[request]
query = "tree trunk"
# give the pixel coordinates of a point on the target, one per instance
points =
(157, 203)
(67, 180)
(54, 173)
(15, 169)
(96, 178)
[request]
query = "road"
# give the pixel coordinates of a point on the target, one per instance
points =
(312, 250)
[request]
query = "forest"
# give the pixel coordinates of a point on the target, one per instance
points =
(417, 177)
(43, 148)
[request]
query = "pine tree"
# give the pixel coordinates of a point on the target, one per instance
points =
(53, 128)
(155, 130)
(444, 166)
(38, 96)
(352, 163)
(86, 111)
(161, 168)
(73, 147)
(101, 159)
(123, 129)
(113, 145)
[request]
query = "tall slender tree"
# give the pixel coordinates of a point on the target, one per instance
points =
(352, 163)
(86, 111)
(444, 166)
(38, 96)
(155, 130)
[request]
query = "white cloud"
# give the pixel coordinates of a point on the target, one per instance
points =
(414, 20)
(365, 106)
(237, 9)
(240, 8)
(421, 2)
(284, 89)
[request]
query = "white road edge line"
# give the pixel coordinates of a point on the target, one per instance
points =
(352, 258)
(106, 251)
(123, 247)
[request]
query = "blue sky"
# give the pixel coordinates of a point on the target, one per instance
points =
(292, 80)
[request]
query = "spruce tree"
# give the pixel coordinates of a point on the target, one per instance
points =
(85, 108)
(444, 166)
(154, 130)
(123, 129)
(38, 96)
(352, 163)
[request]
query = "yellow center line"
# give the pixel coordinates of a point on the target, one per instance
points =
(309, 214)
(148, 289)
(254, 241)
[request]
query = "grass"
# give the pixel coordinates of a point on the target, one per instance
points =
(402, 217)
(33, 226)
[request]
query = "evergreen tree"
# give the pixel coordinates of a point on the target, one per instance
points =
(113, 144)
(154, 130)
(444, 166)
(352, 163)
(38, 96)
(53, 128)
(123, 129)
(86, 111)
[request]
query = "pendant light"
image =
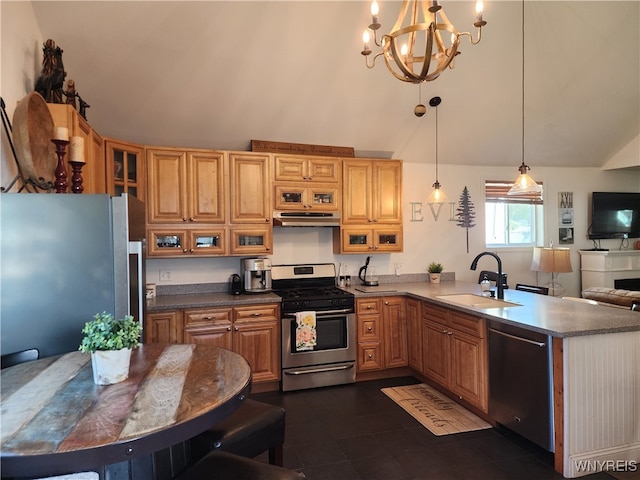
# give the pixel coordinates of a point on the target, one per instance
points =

______

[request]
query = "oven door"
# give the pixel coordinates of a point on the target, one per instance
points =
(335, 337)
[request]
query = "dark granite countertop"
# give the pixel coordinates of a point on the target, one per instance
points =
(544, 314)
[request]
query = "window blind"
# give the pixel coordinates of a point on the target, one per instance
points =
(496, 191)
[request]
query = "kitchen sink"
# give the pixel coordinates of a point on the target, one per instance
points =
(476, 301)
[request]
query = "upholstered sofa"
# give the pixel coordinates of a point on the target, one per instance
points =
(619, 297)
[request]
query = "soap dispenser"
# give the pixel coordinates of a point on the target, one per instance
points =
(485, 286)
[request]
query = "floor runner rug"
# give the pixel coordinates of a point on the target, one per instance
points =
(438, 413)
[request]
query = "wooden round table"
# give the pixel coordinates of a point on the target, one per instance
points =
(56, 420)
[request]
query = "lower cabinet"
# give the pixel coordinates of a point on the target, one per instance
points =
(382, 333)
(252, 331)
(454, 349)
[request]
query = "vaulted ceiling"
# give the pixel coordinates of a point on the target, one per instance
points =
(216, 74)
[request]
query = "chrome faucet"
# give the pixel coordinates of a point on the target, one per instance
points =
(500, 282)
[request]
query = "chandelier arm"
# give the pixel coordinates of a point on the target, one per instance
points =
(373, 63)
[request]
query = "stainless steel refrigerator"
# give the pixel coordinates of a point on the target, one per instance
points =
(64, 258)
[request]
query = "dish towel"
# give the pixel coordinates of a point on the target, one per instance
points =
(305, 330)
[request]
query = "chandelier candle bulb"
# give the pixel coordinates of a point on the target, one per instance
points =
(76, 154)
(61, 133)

______

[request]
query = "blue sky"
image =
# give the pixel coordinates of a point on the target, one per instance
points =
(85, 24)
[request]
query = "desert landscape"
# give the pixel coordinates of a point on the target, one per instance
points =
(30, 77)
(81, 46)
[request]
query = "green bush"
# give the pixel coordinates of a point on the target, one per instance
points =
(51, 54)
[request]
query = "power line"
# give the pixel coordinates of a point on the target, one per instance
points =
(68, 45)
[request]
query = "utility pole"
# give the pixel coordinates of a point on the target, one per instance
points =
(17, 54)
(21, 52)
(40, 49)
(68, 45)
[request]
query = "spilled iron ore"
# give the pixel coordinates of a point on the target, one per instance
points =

______

WHAT THE TASK ASKS =>
Count the lines in the rows above that contain the string "tree", with case counting. Give only the number.

SOLVED EXERCISE =>
5